Work to do:
Please count the lines in the entries below that contain the word "white", and give only the number.

Supplied records:
---*---

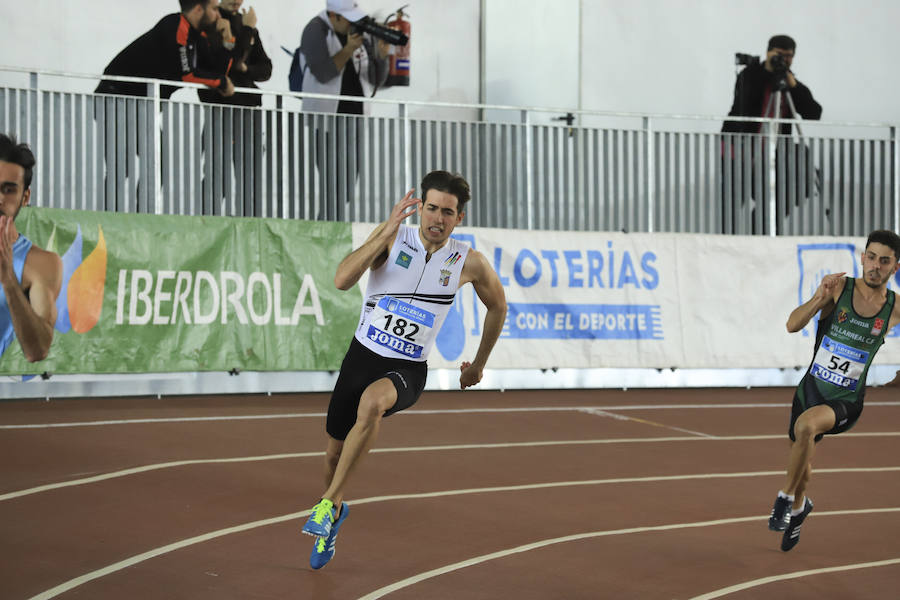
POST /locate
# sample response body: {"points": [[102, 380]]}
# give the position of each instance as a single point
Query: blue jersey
{"points": [[21, 248]]}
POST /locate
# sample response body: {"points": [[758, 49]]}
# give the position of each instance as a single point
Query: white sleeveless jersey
{"points": [[407, 299]]}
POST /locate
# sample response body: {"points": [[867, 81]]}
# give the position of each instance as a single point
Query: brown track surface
{"points": [[628, 473]]}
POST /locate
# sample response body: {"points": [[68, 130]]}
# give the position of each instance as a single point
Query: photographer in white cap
{"points": [[338, 60]]}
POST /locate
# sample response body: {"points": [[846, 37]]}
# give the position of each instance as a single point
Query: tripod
{"points": [[779, 98]]}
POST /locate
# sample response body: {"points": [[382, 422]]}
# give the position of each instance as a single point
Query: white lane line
{"points": [[450, 447], [131, 561], [795, 575], [379, 593], [604, 413], [409, 412]]}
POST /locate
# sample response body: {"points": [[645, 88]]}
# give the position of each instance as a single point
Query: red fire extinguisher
{"points": [[399, 73]]}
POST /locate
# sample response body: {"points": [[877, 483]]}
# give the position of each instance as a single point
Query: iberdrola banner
{"points": [[145, 293]]}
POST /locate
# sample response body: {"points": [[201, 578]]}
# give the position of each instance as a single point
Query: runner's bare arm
{"points": [[374, 250], [33, 316], [823, 300], [490, 291], [895, 314]]}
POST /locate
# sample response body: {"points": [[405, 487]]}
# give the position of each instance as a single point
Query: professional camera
{"points": [[745, 59], [779, 65], [391, 36]]}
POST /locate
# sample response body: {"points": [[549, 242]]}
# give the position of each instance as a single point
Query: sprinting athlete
{"points": [[855, 316], [30, 277], [413, 279]]}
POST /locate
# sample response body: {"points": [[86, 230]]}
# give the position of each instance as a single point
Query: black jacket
{"points": [[171, 50], [752, 91], [248, 49]]}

---*---

Expected output:
3